*WHAT THE TASK REQUIRES:* Please carry on the news report about Trump's Iran sanctions decision, continuing from its last sentence.

*TEXT SHOWN:*
▼

U.S. President Donald Trump will increase sanctions on Iran in the coming hours, while again stopping short of reimposing sanctions intended to push the Tehran regime to give up nuclear weapons research, according to multiple news agency reports. The president was meeting with his national security team on the Iran question late Thursday.
By law, the administration must certify every 90 days whether Iran is complying with a 2015 agreement it signed with the international community to limit its nuclear program. The most recent certification deadline is Friday.
In October, Trump said Tehran had failed to live up to the spirit of the 2015 deal, known as the Joint Comprehensive Plan of Action, or JCPOA, but he held off on reimposing severe sanctions on Iran's energy industry that had existed previously.
Trump's decision is bound to be a disappointment for exile groups and human rights activists that had hoped for tougher measures from an administration that has voiced strong support for anti-government protests in many Iranian cities and a president who has harshly criticized the Iran nuclear deal.
Treasury Secretary Steve Mnuchin, in answer to a VOA question at Thursday's White House press briefing, suggested that Trump's actions would get the Tehran regime's attention.
'Very clear' about need for changes
"The president has been very clear that many aspects of the Iran deal need to be changed," Mnuchin said. "There are many activities outside of the Iran deal, whether it be ballistic missiles, whether it be other issues, that we will continue to sanction, that are outside the JCPOA — human rights violations — we couldn't be more focused."
"We have as many sanctions on Iran today as we have on any other country in the process, and we will continue to look at things," Mnuchin told VOA.
Hours before Trump's decision was due, he spoke by phone about the importance of the Iran nuclear deal with French President Emmanuel Macron. A French readout of the conversation said Macron said the accord should be respected by all sides, and he stressed the importance of continued dialogue with Tehran about its ballistic missile program, according to Reuters.
A White House readout of the conversation said only that Trump had "underscored that Iran must stop its destabilizing activity in the region."

▲

*RECORD EXTRACTS:*

▼

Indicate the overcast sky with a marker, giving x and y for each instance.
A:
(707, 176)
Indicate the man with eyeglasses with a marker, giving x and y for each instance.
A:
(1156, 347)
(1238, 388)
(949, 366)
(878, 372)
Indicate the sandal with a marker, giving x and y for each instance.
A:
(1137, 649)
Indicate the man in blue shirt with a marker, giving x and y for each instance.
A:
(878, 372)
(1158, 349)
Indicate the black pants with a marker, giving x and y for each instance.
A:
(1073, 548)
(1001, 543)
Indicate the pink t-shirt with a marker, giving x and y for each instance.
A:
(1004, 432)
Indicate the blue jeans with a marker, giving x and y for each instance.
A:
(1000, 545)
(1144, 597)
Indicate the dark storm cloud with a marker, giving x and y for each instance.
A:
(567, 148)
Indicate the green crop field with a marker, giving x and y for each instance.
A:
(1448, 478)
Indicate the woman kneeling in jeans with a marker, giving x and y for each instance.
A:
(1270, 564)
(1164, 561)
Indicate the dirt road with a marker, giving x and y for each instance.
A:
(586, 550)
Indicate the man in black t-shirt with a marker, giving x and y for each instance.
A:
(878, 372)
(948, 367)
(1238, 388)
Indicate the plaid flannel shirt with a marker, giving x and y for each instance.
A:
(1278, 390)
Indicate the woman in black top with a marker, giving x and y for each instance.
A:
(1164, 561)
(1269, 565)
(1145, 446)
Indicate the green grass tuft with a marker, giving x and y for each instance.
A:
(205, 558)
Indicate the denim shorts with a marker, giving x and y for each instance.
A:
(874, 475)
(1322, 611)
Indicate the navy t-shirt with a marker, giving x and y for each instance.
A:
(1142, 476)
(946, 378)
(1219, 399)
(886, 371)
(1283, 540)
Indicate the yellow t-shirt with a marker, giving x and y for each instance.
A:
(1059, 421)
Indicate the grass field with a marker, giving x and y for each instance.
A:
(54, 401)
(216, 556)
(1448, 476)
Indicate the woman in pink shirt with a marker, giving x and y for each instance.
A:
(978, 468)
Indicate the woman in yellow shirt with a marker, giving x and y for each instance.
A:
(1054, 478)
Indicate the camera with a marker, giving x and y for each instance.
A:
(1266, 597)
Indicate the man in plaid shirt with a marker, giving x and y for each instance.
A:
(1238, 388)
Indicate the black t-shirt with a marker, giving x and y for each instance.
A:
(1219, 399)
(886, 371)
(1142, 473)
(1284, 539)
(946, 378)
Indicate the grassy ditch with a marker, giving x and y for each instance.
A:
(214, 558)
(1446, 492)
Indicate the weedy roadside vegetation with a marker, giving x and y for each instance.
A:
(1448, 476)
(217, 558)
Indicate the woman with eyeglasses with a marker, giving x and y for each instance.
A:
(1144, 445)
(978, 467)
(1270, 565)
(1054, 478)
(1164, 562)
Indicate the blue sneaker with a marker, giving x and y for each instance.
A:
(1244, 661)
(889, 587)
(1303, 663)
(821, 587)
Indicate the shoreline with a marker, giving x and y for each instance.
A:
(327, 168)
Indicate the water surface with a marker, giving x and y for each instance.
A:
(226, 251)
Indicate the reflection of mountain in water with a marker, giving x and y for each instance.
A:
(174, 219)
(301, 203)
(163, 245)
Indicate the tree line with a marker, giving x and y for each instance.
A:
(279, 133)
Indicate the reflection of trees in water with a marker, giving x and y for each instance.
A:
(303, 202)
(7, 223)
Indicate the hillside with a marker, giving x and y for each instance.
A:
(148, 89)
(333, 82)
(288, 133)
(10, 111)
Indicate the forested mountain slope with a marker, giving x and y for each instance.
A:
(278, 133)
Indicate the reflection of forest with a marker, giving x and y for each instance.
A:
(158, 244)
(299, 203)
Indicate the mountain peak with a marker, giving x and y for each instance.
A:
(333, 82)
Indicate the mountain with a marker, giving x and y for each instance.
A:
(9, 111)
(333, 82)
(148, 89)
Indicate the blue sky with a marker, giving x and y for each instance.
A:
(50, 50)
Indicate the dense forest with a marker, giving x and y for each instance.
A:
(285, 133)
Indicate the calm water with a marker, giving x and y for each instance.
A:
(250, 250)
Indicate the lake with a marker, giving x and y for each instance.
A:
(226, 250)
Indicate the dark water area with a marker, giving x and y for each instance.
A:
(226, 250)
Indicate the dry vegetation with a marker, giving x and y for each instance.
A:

▲

*OUTPUT:*
Ray Takeyh, Iran specialist and senior fellow for Middle East studies at the New York-based Council on Foreign Relations, said Trump was caught between keeping in tune with allies who want to preserve the accord and heeding intelligence estimates of Iran's destabilizing role in the Middle East.
"Iran's domestic repression, regional aggression and proliferation are a problem, and the challenge is trying to balance these concerns with a punitive policy," he said in a telephone interview.
Takeyh, formerly a State Department adviser on Iran, told VOA the quandary facing Trump is that in the absence of European support, his ability to sanction the Tehran government is limited. "How do you unravel an arms control agreement that has the support of a number of parties that were members to it, even though that arms deal is profoundly defective?" he asked.
Europeans back deal
Hours earlier, European parties to the deal made clear that they stood firmly in support of the JCPOA, leaving Trump diplomatically isolated.
After a meeting in Brussels, European Union foreign policy chief Federica Mogherini said that while there were concerns about Iran's development of ballistic missiles and other activities in the Middle East, those should be dealt with separately.
Iran has maintained its nuclear program is solely peaceful in nature. Iranian Foreign Minister Mohammad Javad Zarif attended the EU meeting but did not appear alongside the other diplomats as they spoke to reporters. On Wednesday, however, Zarif accused the United States of implementing destructive policies.
CFR's Takeyh said the administration's challenge on Iran would be in following up its tough talk with effective policy. "Its rhetoric has been fine. Now it has to deliver results," he said. "If they are going to shrink Iran's imperial footprint, they have to demonstrate that it is actually happening."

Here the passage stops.